**EXERCISE REQUIREMENTS**
Pull out every line of the listing below that contains the string "gray", and copy each one in full.

===== RECORDED DATA =====

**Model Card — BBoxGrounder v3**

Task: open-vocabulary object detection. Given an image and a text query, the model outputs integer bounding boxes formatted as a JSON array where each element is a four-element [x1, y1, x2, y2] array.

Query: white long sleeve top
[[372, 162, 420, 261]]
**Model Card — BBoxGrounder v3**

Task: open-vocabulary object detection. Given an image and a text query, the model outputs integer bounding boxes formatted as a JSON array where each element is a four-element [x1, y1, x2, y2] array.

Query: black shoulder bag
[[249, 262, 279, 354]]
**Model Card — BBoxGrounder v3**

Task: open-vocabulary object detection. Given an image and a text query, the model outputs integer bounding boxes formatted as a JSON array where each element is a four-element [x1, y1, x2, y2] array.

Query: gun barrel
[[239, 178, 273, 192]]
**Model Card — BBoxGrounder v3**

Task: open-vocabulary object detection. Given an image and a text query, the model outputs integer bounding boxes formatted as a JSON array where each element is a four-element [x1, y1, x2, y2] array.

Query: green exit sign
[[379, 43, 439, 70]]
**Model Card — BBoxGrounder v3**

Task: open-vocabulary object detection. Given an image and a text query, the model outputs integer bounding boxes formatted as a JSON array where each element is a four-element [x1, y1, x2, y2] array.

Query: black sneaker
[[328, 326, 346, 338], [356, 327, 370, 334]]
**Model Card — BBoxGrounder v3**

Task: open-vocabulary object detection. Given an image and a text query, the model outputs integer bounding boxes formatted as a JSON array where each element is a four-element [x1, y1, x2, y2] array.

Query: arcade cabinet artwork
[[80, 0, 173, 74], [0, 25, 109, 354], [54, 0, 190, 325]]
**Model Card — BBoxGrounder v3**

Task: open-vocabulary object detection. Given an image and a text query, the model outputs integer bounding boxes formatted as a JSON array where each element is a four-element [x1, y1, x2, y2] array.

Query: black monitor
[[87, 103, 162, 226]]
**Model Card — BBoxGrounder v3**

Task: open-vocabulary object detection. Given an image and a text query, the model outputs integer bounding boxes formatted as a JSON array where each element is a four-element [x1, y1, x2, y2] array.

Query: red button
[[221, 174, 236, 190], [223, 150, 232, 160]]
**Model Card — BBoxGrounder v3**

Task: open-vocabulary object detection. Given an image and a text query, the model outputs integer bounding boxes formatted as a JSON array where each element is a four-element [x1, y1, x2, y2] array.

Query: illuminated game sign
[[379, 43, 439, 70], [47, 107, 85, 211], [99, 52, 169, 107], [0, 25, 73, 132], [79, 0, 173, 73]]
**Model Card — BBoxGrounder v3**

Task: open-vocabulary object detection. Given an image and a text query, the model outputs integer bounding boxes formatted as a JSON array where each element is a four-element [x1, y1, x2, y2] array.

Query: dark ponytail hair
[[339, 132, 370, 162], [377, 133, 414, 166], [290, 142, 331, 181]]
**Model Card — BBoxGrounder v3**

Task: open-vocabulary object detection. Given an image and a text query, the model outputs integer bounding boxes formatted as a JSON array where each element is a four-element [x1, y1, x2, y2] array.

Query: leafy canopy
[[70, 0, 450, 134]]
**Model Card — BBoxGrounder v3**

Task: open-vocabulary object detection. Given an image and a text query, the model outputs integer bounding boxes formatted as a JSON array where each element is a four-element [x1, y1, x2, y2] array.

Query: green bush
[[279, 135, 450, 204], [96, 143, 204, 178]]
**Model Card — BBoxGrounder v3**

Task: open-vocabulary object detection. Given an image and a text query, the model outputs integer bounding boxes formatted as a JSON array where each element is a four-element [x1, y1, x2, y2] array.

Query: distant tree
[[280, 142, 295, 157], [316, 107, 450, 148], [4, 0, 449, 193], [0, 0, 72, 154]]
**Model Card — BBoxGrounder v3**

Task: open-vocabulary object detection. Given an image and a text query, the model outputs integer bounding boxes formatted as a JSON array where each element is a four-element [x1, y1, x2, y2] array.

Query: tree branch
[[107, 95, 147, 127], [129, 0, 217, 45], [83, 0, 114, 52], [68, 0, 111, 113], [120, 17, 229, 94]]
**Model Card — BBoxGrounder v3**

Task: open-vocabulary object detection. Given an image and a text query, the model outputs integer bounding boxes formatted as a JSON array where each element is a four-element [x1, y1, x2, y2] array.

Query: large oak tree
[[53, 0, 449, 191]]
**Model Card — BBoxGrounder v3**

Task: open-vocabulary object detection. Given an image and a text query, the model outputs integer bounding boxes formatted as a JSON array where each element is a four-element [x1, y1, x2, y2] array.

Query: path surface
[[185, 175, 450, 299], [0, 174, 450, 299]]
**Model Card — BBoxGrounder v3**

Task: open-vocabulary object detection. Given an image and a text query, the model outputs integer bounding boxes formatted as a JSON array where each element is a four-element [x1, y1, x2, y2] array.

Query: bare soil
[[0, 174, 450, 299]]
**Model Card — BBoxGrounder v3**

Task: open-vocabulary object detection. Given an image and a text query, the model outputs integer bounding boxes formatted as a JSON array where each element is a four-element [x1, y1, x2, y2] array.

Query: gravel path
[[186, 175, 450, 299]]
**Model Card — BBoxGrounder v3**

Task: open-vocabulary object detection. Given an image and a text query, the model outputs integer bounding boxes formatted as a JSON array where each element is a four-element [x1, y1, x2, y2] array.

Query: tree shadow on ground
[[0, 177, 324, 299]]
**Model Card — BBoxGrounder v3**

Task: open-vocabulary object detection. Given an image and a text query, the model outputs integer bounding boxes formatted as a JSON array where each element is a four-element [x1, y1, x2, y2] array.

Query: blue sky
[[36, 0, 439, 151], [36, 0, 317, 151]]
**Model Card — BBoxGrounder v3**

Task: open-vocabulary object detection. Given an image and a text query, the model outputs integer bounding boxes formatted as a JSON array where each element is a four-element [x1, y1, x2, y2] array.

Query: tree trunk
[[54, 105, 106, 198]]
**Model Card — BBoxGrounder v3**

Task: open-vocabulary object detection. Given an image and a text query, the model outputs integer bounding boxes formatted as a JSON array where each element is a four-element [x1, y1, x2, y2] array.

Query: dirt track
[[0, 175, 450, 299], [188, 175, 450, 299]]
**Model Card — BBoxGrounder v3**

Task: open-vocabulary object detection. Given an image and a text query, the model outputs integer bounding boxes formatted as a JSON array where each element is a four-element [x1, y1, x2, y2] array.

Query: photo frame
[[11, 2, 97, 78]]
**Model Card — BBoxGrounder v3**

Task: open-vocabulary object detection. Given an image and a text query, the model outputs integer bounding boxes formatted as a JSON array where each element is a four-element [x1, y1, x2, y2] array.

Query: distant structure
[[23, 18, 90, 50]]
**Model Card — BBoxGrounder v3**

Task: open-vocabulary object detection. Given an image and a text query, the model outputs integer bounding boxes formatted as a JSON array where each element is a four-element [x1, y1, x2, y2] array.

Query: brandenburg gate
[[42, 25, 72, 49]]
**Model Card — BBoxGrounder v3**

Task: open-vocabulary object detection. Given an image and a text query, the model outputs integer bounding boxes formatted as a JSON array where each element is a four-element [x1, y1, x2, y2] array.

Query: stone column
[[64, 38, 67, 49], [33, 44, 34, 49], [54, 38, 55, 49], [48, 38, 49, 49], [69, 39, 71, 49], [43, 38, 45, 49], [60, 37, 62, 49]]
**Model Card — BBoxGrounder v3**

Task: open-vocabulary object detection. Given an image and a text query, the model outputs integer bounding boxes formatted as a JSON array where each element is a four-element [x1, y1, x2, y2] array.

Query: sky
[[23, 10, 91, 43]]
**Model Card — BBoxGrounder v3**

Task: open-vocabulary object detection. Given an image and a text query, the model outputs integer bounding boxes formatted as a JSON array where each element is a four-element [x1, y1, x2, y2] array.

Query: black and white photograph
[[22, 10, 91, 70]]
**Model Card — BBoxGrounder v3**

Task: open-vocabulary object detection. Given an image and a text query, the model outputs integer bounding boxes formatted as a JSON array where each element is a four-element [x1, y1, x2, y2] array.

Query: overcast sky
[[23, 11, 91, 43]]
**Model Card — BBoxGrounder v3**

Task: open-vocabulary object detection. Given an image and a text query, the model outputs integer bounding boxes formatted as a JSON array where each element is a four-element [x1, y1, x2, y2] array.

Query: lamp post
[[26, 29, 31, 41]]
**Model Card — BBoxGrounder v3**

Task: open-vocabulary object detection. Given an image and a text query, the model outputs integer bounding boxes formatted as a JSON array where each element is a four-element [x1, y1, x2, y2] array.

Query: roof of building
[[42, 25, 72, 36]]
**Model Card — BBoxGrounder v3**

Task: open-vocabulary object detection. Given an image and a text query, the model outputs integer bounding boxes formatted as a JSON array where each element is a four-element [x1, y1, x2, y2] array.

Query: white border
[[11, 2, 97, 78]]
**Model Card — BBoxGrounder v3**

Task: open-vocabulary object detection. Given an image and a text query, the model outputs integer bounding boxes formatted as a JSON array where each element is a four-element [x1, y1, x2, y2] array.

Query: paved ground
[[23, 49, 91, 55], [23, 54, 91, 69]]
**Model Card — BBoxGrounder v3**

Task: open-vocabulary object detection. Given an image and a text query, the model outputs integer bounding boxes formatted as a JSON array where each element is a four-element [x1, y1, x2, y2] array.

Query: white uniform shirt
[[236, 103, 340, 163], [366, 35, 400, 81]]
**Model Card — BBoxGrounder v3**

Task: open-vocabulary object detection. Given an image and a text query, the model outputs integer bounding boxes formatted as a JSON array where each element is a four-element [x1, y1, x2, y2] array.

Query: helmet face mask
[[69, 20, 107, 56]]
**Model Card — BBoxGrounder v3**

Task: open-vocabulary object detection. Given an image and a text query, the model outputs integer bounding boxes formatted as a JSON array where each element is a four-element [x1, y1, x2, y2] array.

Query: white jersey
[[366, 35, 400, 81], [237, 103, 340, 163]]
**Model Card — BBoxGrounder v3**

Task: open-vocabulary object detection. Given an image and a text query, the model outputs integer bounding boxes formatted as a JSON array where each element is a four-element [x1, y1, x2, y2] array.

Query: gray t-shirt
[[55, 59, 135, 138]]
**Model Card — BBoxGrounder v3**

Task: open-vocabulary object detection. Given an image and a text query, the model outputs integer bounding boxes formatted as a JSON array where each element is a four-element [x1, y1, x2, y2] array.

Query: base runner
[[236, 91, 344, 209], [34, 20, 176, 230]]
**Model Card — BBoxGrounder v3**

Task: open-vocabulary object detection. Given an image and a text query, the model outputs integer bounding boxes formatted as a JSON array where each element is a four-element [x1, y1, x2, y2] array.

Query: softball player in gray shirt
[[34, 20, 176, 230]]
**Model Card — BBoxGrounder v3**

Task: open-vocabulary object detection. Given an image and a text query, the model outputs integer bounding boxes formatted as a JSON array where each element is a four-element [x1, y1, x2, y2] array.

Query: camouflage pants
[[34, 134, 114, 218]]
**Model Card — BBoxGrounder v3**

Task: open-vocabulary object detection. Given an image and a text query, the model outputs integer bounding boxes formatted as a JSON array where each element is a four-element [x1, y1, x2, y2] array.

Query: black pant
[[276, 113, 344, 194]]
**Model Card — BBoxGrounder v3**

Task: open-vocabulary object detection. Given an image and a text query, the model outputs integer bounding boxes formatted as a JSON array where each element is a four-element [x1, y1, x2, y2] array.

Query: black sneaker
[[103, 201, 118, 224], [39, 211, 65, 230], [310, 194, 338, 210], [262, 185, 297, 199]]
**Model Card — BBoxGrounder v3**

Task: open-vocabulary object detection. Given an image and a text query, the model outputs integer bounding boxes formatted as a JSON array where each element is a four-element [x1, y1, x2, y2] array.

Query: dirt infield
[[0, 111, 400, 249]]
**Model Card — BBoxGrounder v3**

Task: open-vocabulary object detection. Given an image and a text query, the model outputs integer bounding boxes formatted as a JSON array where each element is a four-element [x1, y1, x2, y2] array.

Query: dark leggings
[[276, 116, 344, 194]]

=====

**RESULT FOR THIS TASK**
Query: gray t-shirt
Query: softball player in gray shirt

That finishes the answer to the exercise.